## ASSIGNED TASK
Comb the records below for the string "clicks" and copy each line where it turns up.

## DATA EXTRACT
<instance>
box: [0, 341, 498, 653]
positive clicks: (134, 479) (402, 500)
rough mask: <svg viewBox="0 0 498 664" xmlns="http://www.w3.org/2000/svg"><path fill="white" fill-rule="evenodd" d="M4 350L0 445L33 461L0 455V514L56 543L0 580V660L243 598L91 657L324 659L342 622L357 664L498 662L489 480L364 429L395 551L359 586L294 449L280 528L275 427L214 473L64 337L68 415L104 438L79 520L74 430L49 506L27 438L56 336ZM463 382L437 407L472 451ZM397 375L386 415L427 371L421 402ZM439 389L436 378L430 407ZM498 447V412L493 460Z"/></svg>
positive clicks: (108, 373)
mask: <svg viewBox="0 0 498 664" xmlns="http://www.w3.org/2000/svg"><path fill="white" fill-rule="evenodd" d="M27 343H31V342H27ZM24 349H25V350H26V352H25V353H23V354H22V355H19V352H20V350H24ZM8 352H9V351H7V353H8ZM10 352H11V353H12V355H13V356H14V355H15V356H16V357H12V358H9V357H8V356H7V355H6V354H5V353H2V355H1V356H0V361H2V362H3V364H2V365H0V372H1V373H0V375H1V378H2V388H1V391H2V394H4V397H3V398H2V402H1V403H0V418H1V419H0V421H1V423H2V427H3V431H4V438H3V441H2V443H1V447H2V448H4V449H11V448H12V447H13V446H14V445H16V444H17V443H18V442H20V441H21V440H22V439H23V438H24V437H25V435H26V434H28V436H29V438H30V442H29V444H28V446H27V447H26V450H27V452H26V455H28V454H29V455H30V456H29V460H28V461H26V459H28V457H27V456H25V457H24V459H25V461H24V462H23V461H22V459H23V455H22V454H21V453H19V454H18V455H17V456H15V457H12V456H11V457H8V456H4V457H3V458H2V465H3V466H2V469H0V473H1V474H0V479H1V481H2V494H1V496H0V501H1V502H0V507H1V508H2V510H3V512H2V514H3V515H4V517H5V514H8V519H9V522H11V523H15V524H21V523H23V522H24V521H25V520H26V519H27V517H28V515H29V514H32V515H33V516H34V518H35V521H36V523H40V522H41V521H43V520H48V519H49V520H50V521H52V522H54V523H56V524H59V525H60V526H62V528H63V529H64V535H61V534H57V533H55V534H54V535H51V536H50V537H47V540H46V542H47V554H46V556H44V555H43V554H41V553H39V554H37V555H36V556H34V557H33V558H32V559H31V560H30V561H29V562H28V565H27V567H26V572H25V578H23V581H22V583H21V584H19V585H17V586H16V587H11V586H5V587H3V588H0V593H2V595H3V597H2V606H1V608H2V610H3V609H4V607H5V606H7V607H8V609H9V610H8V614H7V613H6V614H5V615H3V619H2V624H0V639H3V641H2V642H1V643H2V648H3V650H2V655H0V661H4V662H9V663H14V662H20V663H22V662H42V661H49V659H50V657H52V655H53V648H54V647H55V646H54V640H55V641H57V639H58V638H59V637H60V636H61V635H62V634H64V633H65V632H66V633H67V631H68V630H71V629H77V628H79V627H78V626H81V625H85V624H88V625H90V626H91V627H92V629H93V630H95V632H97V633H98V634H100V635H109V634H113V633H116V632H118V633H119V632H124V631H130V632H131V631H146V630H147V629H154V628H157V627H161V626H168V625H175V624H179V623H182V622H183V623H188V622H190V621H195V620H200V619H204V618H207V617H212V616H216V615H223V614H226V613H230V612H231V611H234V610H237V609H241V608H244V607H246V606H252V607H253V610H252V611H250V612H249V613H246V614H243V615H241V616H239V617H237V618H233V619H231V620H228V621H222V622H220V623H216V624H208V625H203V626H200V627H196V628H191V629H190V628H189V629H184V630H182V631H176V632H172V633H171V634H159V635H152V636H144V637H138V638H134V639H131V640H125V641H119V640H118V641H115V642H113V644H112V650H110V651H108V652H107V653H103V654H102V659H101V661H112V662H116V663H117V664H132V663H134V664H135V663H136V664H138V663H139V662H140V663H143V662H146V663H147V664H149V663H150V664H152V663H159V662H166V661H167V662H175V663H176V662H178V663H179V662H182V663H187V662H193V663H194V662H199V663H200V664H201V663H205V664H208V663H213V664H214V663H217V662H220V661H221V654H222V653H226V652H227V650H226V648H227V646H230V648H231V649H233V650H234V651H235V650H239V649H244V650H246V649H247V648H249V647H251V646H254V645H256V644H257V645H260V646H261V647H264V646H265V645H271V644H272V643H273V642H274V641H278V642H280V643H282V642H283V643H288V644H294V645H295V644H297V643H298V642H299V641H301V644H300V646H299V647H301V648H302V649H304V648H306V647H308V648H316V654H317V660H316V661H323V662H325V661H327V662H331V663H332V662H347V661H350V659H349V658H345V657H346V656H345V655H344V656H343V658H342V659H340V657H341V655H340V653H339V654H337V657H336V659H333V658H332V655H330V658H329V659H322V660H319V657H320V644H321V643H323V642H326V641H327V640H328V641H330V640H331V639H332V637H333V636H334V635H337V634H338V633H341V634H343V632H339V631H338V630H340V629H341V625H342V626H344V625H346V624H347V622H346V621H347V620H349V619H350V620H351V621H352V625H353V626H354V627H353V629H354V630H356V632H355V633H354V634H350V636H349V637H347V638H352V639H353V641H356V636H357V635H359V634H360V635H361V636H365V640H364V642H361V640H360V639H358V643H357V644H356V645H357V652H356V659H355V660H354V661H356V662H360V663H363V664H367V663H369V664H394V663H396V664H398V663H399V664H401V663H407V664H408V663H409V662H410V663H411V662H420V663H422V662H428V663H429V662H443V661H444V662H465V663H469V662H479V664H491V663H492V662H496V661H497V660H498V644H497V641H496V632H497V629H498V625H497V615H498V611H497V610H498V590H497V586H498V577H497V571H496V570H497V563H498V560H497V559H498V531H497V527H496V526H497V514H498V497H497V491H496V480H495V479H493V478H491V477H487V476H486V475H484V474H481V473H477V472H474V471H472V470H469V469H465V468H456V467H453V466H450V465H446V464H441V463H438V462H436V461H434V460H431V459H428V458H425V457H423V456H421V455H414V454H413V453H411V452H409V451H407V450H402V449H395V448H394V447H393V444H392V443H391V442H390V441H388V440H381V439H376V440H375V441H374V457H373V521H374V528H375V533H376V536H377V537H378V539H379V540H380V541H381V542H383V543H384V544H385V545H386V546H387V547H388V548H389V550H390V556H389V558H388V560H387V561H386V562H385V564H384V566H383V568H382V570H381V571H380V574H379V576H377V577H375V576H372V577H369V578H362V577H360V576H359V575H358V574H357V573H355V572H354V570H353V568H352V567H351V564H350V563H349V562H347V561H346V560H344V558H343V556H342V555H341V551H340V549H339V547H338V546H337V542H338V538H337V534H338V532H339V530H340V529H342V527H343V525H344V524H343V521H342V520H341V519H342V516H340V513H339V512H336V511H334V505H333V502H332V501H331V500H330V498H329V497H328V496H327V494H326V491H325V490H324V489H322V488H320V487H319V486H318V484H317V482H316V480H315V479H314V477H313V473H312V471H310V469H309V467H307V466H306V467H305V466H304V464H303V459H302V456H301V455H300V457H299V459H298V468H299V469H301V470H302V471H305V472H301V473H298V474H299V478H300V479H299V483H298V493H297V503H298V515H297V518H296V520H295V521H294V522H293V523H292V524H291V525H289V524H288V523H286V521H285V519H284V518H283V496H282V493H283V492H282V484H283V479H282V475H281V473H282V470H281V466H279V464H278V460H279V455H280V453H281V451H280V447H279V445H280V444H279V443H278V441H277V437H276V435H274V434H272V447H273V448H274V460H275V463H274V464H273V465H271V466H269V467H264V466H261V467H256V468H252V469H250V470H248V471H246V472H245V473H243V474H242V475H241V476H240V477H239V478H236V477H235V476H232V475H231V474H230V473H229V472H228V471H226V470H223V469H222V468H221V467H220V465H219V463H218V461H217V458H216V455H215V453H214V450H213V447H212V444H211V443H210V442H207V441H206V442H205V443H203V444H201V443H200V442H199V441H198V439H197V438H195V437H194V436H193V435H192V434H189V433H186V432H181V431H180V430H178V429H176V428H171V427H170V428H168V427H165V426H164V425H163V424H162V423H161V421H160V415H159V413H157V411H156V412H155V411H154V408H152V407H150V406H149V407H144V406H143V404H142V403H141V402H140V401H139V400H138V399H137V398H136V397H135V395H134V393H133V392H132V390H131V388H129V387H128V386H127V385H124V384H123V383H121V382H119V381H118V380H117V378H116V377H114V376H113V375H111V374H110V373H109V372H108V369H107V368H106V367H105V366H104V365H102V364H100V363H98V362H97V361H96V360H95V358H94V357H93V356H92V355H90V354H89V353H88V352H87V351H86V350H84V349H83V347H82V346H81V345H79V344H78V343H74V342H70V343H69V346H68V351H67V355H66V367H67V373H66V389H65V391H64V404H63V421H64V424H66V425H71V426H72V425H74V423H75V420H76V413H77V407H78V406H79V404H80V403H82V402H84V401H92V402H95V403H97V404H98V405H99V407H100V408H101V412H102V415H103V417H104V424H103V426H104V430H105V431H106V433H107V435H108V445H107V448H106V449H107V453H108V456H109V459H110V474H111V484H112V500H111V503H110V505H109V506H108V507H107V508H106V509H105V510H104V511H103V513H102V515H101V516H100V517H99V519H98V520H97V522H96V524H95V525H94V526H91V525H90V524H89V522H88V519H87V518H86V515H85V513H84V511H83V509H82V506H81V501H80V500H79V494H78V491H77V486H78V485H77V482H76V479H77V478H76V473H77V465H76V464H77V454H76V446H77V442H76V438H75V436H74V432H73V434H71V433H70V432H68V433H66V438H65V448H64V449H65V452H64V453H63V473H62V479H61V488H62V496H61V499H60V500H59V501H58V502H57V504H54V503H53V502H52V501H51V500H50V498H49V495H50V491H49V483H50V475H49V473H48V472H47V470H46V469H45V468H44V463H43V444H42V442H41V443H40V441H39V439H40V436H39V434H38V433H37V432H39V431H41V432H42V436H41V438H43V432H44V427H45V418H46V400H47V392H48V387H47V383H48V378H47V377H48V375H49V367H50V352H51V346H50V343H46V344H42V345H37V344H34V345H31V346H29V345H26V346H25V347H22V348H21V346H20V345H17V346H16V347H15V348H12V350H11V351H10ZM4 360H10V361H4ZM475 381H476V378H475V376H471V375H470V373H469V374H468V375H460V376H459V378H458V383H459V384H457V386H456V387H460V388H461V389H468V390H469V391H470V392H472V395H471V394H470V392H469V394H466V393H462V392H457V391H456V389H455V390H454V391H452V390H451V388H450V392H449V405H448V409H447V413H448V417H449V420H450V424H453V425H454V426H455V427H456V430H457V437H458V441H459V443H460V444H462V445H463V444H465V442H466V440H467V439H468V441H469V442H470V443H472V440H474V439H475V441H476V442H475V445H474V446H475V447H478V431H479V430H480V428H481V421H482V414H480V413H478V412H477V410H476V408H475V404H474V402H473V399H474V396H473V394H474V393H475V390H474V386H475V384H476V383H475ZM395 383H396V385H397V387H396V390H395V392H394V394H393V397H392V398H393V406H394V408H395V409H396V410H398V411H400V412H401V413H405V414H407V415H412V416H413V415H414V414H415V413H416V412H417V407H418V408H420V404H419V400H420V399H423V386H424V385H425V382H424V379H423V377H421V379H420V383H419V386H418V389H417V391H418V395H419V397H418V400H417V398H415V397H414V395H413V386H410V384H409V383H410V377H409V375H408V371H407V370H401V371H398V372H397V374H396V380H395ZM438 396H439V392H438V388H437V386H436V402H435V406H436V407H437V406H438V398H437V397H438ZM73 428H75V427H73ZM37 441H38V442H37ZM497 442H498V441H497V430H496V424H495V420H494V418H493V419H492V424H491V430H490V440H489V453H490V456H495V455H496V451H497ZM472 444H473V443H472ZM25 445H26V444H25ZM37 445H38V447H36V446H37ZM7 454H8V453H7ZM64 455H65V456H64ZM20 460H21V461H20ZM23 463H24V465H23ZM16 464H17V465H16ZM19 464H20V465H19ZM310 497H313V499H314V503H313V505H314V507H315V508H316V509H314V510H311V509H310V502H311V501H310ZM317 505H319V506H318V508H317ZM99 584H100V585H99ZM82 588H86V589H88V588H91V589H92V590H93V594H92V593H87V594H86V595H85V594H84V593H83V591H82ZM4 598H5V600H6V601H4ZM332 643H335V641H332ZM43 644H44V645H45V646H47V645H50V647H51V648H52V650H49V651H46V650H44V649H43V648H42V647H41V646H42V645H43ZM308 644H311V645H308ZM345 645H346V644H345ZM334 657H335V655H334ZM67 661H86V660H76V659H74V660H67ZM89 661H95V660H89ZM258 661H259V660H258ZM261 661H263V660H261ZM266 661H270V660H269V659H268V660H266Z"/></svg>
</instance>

## WRITTEN ANSWER
positive clicks: (134, 479) (402, 500)
positive clicks: (108, 373)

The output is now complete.